┌──

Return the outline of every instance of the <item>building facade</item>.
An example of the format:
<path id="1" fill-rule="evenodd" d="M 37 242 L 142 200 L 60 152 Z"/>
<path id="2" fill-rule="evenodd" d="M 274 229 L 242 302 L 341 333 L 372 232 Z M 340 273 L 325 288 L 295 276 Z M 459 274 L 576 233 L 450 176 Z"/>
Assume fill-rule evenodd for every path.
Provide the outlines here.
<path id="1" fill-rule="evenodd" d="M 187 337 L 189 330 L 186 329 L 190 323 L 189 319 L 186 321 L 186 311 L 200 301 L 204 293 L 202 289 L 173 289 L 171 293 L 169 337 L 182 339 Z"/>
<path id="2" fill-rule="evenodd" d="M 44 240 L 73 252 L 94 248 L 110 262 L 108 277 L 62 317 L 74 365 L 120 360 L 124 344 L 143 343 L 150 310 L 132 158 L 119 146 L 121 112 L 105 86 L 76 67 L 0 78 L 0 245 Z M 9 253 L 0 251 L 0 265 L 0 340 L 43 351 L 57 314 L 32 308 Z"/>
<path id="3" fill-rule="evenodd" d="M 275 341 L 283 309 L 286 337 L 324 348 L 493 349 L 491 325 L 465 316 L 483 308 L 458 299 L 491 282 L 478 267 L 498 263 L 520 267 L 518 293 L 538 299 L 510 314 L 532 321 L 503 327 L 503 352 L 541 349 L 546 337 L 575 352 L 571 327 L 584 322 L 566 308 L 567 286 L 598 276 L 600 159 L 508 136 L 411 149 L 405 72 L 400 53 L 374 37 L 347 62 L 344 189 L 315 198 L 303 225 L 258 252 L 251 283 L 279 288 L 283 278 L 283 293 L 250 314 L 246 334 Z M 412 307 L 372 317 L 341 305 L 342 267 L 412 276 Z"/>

└──

> [PROMPT]: Each line above must be printed exactly as it appears.

> [OUTPUT OF THE TASK]:
Return the outline of every instance of the <item>building facade</item>.
An example of the format:
<path id="1" fill-rule="evenodd" d="M 37 242 L 142 200 L 60 152 Z"/>
<path id="2" fill-rule="evenodd" d="M 274 229 L 242 302 L 341 333 L 372 232 Z M 340 273 L 325 288 L 295 276 Z M 459 274 L 576 233 L 450 176 Z"/>
Assume fill-rule evenodd for every path.
Provide the outlines here.
<path id="1" fill-rule="evenodd" d="M 187 337 L 189 330 L 186 329 L 190 323 L 189 319 L 186 321 L 186 311 L 200 301 L 204 293 L 202 289 L 173 289 L 171 293 L 169 337 L 182 339 Z"/>
<path id="2" fill-rule="evenodd" d="M 44 240 L 73 252 L 94 248 L 110 262 L 108 277 L 62 317 L 74 365 L 120 360 L 124 344 L 143 343 L 150 310 L 132 158 L 119 146 L 121 112 L 105 86 L 76 67 L 0 78 L 0 245 Z M 9 253 L 0 251 L 0 265 L 0 340 L 43 351 L 57 314 L 32 308 Z"/>
<path id="3" fill-rule="evenodd" d="M 275 341 L 283 309 L 286 337 L 324 348 L 493 349 L 491 325 L 465 316 L 483 308 L 458 299 L 491 282 L 478 267 L 498 263 L 520 267 L 518 293 L 538 299 L 510 314 L 532 321 L 503 327 L 503 352 L 541 349 L 546 337 L 575 352 L 571 327 L 584 322 L 566 308 L 567 286 L 598 276 L 600 159 L 508 136 L 411 149 L 405 72 L 400 53 L 374 37 L 347 62 L 344 189 L 315 198 L 303 225 L 258 252 L 251 283 L 279 288 L 283 278 L 283 293 L 250 314 L 246 334 Z M 412 307 L 372 317 L 341 305 L 342 267 L 412 276 Z"/>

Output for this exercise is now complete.